### [Text to read]
········

Acceptance to a School Abroad
You have been chosen to participate in one of the Middlebury C.V. Starr Schools Abroad. Your success as a study abroad student will depend upon how well you have prepared yourself for the experience. This handbook covers a wide range of information necessary for this purpose. Please take the time to read this handbook carefully prior to departure, and know how to access it in your host country as well.
Middlebury sponsors programs abroad in Amman, Beijing, Belo Horizonte, Berlin, Bordeaux, Buenos Aires, Concepción, Córdoba (Spain), Ferrara, Florence, Florianópolis, Getafe, Irkutsk, Kunming, Logroño, Madrid, Mainz, Mayaguez, Montevideo, Moscow, Niterói, Oxford, Paris, Poitiers, Potsdam, Rabat, Rio Piedras, Rome, San Juan, Santiago, Temuco, Tokyo, Valdivia, Valparaíso, Villarrica, Viña del Mar, Yaoundé, and Yaroslavl. Over the years, thousands of students have benefited from the experience of living and studying in these cities, improving their language skills, and learning first-hand about foreign cultures and civilizations.
Middlebury has designed programs in which immersion in the host culture is a primary goal. We believe that study abroad can provide an important complement to study in the United States. Indeed, it often provides the occasion for students to profit from a richness of experience and to achieve a level of maturity not easily available in the familiar surroundings of home. The Middlebury Schools Abroad offer a variety of intellectual challenges, but, equally important, they offer a cultural experience that can give special meaning and depth to the more academic understanding of the language and civilization of the host country.
In deciding to study abroad, students should be aware and be prepared to accept that educational philosophies overseas differ substantially from those dominant at U.S. colleges and universities. While the higher education system in the U.S. is based on contract-like relations between faculty and students and continuous assessment, foreign educational cultures place primary responsibility for learning on the individual student. This is generally true even of overseas programs that are administered by a U.S. college or university, such as the Middlebury Schools Abroad, since in most cases their instructors are drawn from local institutions. While abroad, the principal vehicle of instruction tends to be the lecture, and class participation and discussion usually play a minor role. At the same time, students have greater freedom to pursue what interests them within the general framework of a given course than is often the case at home. Students will also generally have less interaction with professors, though most professors are pleased to interact with students who seek them out. In short, the experience of studying abroad is likely to be very different from what students in the U.S. are accustomed to and study abroad participants should not expect to find a U.S.-style campus at most study abroad sites. Students should embrace this challenge as a unique educational and cultural opportunity. Living and studying abroad is a cumulative experience. The advantages of being abroad for an academic year represent far more than the sum of two semesters, linguistically, culturally, and intellectually. Therefore, we strongly urge students to enroll for the full year whenever possible.

········

A run of records

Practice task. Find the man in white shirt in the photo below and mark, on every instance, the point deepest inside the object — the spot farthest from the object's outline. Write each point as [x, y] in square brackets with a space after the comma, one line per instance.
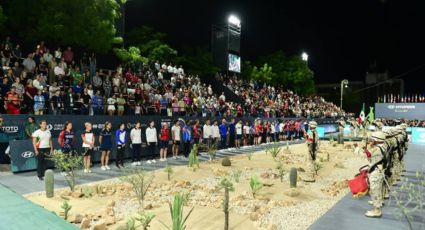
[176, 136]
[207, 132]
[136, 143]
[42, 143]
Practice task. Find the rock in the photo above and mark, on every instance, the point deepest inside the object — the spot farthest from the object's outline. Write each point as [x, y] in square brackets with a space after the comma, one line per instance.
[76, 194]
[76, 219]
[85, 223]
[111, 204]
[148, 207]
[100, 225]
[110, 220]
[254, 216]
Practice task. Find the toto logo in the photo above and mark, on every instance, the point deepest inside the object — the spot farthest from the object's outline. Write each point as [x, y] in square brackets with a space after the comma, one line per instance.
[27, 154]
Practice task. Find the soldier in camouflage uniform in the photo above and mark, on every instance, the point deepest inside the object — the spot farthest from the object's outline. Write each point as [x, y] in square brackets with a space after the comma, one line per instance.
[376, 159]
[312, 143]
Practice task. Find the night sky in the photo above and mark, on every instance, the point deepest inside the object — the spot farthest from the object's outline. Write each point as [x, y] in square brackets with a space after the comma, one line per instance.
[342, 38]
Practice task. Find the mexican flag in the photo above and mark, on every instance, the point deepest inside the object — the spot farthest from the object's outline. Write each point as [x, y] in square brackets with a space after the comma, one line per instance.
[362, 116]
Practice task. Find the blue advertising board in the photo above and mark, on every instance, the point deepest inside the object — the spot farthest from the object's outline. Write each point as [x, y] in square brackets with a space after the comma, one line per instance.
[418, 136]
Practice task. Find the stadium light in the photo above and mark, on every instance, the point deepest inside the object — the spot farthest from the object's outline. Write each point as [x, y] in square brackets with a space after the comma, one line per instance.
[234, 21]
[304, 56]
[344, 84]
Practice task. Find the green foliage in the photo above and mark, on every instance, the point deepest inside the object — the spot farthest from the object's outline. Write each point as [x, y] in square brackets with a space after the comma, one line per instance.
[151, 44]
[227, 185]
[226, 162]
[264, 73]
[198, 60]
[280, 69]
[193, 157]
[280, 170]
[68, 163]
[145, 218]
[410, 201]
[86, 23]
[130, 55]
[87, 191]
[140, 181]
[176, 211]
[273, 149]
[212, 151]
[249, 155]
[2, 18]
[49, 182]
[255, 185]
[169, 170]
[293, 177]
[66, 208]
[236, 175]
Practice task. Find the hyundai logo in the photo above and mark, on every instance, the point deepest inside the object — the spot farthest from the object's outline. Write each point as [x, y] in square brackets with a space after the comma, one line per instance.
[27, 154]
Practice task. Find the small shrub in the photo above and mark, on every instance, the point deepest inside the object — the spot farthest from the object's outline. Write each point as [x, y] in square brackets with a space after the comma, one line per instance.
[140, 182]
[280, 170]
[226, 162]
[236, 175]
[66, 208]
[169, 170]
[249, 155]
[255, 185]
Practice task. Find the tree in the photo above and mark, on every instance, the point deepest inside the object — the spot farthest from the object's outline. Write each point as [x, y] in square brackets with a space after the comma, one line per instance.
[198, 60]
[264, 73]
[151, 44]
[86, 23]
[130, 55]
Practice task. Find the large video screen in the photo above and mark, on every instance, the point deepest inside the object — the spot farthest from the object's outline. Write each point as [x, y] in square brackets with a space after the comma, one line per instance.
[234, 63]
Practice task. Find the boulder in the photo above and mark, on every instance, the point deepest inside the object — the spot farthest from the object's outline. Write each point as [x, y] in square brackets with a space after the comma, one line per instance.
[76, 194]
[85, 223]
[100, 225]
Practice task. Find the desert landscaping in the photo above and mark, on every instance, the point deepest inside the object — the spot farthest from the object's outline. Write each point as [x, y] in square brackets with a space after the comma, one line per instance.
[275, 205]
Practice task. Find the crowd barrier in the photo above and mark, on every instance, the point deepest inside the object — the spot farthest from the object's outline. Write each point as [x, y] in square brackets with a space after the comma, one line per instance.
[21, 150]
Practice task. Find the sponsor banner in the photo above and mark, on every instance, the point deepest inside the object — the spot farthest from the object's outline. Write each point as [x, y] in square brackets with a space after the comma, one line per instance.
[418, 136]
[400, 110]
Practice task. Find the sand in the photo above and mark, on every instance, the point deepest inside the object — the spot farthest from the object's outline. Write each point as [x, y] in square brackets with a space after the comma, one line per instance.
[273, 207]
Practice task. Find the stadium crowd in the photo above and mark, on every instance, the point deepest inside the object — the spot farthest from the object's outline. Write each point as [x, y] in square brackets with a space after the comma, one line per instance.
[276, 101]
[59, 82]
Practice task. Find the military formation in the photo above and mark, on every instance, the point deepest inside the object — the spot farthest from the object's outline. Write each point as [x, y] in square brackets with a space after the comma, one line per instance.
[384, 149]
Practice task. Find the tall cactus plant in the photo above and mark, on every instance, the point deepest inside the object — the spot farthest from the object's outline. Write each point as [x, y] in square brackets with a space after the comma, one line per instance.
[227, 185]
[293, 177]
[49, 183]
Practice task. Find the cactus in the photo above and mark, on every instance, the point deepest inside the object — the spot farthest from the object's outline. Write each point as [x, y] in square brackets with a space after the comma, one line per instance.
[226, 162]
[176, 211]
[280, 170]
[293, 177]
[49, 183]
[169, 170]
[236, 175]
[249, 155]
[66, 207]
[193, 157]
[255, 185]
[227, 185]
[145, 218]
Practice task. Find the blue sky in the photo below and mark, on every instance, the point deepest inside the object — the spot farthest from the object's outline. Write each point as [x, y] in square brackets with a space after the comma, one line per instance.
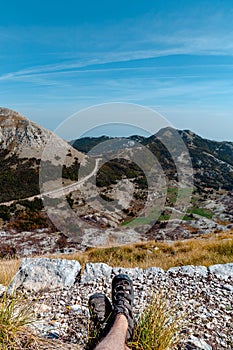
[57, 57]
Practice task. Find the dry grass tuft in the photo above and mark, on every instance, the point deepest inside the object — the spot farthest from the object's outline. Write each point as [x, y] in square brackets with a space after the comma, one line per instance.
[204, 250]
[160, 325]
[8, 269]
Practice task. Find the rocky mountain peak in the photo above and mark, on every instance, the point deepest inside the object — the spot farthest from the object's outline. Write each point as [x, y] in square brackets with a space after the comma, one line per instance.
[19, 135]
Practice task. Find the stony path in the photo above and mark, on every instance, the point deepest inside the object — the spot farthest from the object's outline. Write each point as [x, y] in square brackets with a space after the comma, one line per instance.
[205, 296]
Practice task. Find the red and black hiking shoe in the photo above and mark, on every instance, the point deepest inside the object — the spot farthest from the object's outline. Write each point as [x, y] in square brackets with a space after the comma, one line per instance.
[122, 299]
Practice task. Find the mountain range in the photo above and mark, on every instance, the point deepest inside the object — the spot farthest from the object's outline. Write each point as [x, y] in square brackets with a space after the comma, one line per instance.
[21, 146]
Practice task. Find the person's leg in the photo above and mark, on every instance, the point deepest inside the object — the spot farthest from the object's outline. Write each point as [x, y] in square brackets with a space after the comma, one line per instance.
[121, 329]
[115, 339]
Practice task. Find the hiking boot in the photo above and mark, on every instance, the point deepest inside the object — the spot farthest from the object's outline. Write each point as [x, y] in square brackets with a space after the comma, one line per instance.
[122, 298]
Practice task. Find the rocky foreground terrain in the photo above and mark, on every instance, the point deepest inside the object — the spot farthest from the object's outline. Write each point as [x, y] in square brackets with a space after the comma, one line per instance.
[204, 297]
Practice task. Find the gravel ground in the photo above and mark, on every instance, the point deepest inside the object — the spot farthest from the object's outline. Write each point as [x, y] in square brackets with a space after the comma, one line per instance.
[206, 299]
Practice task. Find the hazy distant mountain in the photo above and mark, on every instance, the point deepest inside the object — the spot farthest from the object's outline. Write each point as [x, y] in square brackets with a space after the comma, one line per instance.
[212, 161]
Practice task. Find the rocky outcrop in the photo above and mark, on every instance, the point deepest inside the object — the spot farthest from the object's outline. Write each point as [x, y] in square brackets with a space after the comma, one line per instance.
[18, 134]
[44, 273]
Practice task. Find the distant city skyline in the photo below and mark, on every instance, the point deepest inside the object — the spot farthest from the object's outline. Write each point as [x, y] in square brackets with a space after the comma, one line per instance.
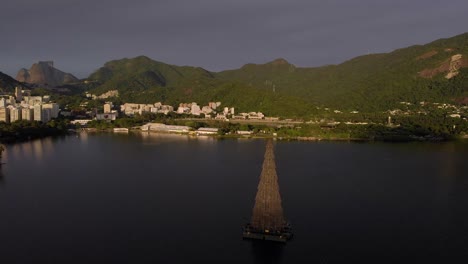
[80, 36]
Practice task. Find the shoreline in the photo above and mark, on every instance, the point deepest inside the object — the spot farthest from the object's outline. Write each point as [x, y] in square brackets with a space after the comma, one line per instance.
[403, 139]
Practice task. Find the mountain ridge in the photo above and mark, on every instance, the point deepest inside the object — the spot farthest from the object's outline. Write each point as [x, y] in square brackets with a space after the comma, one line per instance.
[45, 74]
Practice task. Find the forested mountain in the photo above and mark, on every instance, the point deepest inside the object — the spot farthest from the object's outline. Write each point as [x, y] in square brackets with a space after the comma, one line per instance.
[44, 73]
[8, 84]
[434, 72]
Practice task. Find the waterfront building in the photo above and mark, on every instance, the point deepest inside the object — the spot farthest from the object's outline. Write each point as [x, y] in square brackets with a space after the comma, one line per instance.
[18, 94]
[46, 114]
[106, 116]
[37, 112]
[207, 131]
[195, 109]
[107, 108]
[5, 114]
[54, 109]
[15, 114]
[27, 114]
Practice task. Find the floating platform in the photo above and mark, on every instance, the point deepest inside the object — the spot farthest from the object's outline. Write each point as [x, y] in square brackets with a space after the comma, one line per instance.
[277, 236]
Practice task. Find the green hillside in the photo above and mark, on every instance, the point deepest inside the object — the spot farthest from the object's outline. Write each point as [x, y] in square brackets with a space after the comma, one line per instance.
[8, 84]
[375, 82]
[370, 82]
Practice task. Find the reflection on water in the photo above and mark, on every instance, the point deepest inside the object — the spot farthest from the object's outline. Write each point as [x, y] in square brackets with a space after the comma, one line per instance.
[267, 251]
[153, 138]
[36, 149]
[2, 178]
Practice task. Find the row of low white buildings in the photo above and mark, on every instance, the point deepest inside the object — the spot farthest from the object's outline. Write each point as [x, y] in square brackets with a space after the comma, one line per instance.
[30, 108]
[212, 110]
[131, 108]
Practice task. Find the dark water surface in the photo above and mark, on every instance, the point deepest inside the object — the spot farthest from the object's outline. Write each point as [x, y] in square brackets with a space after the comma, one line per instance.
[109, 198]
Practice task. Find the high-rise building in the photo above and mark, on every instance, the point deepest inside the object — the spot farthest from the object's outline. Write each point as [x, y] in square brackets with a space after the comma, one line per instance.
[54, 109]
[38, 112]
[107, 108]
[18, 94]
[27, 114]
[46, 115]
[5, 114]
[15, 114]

········

### [Task instructions]
**A.** According to the study abroad handbook passage, what tends to be the main vehicle of instruction abroad?
**B.** Write what comes next in the study abroad handbook passage, picking up after its final sentence.

### [Answers in order]
**A.** The lecture.

**B.**
In addition to the linguistic, academic, and cultural differences you will encounter as you adjust to life in another country, there are other important aspects of your experience that may offer special challenges. For example, the typical U.S. academic program is structured to achieve its goals as efficiently as possible. You will almost certainly find less structure and less emphasis on efficiency abroad; on the other hand, you will have more time to delve into topics according to your own particular inclination and sense of intellectual responsibility. Things may not be as easily accessible as you are accustomed to in the U.S. (e.g. libraries and computers), and you may find yourself dealing with more bureaucracy. Finally, if you come from a town, suburb, or a secluded campus, you may find that living in a city requires as many adjustments as living in a new culture.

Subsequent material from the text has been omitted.